[Stored data entries]
※

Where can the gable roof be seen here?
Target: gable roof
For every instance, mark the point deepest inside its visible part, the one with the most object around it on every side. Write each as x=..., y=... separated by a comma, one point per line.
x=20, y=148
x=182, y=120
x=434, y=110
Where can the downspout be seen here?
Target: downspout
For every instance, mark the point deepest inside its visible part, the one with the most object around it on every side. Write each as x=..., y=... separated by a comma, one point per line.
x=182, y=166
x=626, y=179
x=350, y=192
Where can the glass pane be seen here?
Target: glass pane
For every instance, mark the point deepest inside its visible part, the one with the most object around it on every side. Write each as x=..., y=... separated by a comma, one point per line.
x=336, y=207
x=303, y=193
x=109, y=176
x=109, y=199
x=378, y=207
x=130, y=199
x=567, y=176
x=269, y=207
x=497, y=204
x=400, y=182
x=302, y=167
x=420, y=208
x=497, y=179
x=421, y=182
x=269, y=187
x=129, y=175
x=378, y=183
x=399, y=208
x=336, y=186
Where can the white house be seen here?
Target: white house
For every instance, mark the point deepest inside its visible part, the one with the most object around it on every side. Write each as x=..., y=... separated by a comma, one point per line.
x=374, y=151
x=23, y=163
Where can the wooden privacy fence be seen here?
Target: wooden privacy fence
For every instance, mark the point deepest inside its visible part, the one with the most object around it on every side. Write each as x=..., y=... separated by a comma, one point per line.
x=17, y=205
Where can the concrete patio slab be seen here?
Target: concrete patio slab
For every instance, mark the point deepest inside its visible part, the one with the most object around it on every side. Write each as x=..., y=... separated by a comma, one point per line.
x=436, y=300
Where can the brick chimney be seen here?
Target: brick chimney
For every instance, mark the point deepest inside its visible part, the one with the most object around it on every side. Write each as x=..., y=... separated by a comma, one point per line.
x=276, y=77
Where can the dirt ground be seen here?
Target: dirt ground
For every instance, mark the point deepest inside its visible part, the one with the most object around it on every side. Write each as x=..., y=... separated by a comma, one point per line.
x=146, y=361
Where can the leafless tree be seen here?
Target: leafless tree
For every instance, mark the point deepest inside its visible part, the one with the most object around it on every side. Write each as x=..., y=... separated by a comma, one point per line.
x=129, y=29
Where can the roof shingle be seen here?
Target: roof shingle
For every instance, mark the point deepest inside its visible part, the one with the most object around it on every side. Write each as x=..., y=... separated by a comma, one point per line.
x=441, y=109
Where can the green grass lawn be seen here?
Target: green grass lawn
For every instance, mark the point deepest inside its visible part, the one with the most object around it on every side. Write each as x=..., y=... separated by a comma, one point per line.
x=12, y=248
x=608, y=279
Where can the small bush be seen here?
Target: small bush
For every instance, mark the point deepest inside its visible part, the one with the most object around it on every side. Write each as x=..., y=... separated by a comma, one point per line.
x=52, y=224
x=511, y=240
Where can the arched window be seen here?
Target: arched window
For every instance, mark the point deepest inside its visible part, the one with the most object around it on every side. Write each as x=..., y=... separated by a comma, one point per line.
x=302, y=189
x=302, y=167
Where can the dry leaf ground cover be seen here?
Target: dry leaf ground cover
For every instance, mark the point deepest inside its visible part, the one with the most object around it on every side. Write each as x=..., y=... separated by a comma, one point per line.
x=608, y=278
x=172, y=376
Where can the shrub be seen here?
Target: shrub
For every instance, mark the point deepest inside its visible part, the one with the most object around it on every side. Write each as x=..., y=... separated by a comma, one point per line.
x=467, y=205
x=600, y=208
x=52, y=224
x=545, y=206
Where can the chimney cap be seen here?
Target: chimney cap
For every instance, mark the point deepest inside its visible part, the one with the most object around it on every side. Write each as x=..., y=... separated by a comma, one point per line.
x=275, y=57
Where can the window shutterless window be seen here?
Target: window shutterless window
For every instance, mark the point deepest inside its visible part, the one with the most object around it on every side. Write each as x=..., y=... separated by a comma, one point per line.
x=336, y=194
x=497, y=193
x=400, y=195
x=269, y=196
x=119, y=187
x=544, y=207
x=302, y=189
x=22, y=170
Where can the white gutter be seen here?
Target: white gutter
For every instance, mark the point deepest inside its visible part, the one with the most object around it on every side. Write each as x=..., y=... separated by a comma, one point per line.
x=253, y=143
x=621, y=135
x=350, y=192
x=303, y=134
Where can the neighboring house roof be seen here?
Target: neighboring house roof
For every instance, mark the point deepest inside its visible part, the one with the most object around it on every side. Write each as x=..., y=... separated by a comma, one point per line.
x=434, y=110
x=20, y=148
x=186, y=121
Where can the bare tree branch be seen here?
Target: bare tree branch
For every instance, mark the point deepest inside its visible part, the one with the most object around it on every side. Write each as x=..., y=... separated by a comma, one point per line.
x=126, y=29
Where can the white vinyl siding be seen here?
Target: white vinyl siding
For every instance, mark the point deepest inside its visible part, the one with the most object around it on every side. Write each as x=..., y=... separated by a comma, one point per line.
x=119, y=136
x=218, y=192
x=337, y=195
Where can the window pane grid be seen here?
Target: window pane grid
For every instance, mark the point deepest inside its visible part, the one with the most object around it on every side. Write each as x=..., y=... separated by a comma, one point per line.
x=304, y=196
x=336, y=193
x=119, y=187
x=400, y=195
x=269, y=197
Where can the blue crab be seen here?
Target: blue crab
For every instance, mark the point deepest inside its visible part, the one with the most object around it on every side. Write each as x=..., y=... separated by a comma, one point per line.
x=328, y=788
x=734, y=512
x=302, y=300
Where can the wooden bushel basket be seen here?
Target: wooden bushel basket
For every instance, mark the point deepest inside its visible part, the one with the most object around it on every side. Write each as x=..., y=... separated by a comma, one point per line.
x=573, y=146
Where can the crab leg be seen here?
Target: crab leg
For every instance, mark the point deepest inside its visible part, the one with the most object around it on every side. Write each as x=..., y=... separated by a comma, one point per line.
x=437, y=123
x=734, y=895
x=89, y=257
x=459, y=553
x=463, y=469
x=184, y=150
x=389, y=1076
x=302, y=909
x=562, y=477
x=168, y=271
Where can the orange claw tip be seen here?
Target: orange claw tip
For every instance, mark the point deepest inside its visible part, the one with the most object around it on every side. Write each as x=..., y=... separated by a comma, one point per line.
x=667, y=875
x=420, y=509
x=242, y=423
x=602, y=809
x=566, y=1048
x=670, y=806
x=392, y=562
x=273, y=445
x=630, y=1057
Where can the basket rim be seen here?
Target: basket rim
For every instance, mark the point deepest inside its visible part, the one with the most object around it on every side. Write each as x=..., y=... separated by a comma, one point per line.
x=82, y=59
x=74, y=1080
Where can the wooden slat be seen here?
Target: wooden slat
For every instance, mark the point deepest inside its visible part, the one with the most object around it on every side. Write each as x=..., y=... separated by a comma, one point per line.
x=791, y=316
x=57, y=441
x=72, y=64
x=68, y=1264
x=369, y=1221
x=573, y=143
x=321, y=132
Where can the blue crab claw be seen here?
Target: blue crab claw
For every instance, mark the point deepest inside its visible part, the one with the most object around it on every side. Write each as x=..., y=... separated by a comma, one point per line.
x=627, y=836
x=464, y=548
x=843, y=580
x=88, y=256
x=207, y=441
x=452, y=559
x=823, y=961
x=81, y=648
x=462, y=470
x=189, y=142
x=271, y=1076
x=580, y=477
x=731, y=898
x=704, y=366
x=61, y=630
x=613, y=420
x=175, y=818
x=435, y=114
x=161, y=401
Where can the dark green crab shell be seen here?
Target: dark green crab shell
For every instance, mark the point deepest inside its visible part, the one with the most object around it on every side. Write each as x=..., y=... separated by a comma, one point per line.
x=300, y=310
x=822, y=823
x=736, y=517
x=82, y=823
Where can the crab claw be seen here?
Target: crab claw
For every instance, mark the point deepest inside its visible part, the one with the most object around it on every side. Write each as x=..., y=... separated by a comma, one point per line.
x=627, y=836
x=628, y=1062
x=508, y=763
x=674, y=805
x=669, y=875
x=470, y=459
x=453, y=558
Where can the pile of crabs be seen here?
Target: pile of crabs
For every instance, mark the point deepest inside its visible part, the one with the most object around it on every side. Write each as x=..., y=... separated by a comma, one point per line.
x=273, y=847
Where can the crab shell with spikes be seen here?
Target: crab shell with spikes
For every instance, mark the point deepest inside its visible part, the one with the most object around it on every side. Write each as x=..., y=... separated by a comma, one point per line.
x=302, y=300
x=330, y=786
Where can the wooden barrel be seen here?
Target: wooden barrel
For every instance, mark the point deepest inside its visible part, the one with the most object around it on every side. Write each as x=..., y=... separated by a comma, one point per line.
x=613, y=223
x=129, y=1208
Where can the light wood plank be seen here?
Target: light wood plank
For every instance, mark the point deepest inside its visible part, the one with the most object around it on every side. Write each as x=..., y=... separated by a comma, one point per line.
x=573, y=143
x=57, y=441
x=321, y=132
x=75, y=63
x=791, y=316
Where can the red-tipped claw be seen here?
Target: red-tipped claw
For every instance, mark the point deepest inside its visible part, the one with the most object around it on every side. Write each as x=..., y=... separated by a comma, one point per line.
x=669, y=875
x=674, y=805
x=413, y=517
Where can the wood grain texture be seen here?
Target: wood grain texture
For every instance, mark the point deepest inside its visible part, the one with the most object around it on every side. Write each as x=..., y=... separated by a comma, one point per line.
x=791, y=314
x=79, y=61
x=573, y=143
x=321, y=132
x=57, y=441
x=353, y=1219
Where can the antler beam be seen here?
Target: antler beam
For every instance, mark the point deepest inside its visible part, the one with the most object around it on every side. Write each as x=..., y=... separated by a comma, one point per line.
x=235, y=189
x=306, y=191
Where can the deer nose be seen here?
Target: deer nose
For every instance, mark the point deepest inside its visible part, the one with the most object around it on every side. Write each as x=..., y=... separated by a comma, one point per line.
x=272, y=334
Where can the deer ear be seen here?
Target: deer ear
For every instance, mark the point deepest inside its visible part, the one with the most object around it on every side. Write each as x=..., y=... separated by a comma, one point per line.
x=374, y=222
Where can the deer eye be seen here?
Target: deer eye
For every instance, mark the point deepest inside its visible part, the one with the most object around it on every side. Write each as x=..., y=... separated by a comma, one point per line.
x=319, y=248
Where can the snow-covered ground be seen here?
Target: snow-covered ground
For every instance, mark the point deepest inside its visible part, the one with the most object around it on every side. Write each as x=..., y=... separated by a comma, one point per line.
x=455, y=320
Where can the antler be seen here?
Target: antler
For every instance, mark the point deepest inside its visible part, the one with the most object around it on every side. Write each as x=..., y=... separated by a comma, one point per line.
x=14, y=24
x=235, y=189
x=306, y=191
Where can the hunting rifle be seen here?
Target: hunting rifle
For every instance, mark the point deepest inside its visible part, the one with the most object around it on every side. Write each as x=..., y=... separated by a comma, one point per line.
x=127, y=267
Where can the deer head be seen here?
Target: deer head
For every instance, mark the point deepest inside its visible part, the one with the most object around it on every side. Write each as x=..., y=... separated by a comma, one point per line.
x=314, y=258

※

• Your goal: Your task is to copy every line of the entries that contains the string "tree".

• Solution to this exercise:
Where can the leafless tree be seen here?
Target: leafless tree
Where can the bare tree branch be seen here?
Target: bare tree branch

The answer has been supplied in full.